* [DIRECTIONS FOR THIS TASK]: Omit the images and output every line of the data below exactly.

* [SUPPLIED INFORMATION]:
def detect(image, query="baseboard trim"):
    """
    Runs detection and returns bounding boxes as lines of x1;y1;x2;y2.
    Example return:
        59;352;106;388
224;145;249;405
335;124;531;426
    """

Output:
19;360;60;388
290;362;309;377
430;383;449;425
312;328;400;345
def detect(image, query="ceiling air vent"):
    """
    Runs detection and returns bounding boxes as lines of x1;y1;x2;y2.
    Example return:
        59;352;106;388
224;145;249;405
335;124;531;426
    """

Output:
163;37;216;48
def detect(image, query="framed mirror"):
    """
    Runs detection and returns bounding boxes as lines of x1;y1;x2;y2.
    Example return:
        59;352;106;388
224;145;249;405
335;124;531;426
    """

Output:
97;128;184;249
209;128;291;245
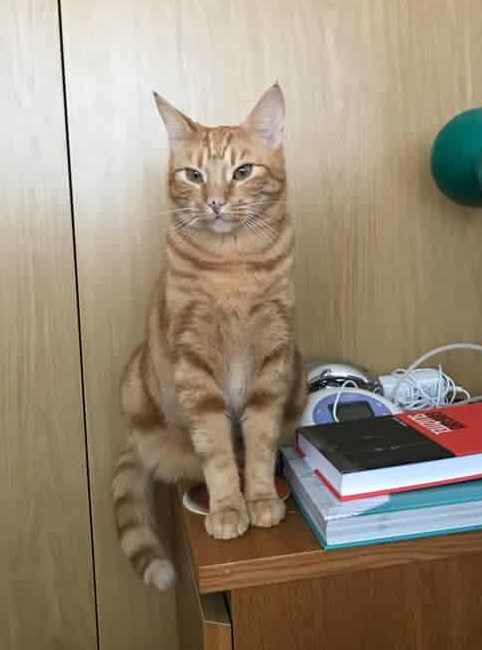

* [RESPONSE TO THE EXERCISE]:
def detect(image, query="baseboard trim"):
    """
    Runs detection and returns bounding boxes as lines of x1;y1;x2;y2.
    Example return:
        59;352;106;388
224;145;249;405
335;124;531;426
    """

Output:
19;360;60;388
290;362;309;377
430;383;449;425
312;328;400;345
def detect(image, query="ceiling air vent"):
    """
    Runs detection and returns bounding boxes as lines of x1;y1;x2;y2.
    Example return:
        59;352;106;388
224;145;249;405
335;124;531;426
    """

Output:
163;37;216;48
def detect(image, query="framed mirror"):
    """
    Runs detection and returns bounding boxes as lines of x1;y1;x2;y2.
    Example return:
        59;352;106;388
224;145;249;405
335;124;531;426
    """

Output:
97;128;184;249
209;128;291;245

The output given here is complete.